_TASK SET:_
1 - Reproduce verbatim the portion of the passage on the Daya Bay experiment that begins with the words containing "The neutrino target" and ends with "p \to e^+ + n.".
2 - Carry on the passage describing the Daya Bay neutrino experiment, picking up immediately after its final sentence.

_PAGE EXTRACT:_
--- Begin ---
Figure 4: Layout of the Daya Bay experiment. Source: arXiv:1508.03943.

The Daya Bay experiment

The Daya Bay nuclear power complex is located on the southern coast of China, 55 km northeast of Hong Kong. With six reactor cores, it is one of the most powerful reactor complexes in the world — and therefore an excellent source of electron antineutrinos. The Daya Bay experiment consists of 8 identical antineutrino detectors in 3 underground halls. One experimental hall is located as close as possible to the Daya Bay nuclear power plant; the second is near the two Ling Ao power plants; the third is located 1.5 – 1.9 km away from all three pairs of reactors, a distance chosen to optimize Daya Bay’s sensitivity to the mixing angle \theta_{13}.

The neutrino target at the heart of each detector is a cylindrical vessel filled with 20 tons of Gadolinium-doped liquid scintillator. The vast majority of \bar{\nu}_e pass through undetected, but occasionally one will undergo inverse beta decay in the target volume, interacting with a proton to produce a positron and a neutron: \bar{\nu}_e + p \to e^+ + n.
--- End ---
_DATA ROWS:_
--- Begin ---
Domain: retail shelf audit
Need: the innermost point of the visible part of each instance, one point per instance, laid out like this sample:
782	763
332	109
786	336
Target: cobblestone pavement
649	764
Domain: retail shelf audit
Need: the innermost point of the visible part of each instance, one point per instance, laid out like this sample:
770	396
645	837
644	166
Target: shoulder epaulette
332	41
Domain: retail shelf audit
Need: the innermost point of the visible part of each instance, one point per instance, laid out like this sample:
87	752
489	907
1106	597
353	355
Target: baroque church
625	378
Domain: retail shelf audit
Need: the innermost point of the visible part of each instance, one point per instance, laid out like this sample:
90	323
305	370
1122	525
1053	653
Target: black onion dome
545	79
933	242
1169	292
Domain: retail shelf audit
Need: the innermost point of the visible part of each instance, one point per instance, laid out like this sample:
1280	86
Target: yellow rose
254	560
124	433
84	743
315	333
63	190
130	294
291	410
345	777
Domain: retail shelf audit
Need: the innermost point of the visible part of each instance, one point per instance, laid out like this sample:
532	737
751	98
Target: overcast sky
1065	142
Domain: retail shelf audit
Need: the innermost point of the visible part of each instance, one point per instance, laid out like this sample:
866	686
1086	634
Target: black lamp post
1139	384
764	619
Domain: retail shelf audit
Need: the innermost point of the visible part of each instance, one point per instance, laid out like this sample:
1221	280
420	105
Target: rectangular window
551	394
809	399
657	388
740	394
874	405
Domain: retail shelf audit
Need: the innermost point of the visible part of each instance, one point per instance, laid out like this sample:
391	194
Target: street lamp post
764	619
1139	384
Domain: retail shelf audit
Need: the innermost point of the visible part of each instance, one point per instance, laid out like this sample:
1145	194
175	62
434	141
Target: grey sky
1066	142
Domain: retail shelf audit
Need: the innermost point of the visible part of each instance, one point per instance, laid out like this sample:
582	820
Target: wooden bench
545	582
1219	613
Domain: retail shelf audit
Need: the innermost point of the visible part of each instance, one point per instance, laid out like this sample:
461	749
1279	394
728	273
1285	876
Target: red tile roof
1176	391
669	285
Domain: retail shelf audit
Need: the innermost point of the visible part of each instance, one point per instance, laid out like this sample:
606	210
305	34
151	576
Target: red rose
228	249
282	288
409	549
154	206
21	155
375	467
--- End ---
_OUTPUTS IN ORDER:_
1 -
The neutrino target at the heart of each detector is a cylindrical vessel filled with 20 tons of Gadolinium-doped liquid scintillator. The vast majority of \bar{\nu}_e pass through undetected, but occasionally one will undergo inverse beta decay in the target volume, interacting with a proton to produce a positron and a neutron: \bar{\nu}_e + p \to e^+ + n.

2 -
Figure 5: Design of the Daya Bay \bar{\nu}_e detectors. Each detector consists of three nested cylindrical vessels. The inner acrylic vessel is about 3 meters tall and 3 meters in diameter. It contains 20 tons of Gadolinium-doped liquid scintillator; when a \bar{\nu}_e interacts in this volume, the resulting signal can be picked up by the detector. The outer acrylic vessel holds an additional 22 tons of liquid scintillator; this layer exists so that \bar{\nu}_e interactions near the edge of the inner volume are still surrounded by scintillator on all sides — otherwise, some of the gamma rays produced in the event might escape undetected. The stainless steel outer vessel is filled with 40 tons of mineral oil; its purpose to prevent outside radiation from reaching the scintillator. Finally, the outer vessel is lined with 192 photomultiplier tubes, which collect the scintillation light produced by particle interactions in the active scintillation volumes. The whole device is underwater for additional shielding. Source: arXiv:1508.03943.

Figure 6: Cartoon version of the signal produced in the Daya Bay detectors by inverse beta decay. The size of the prompt pulse is related to the antineutrino energy; the delayed pulse has a characteristic energy of 8 MeV.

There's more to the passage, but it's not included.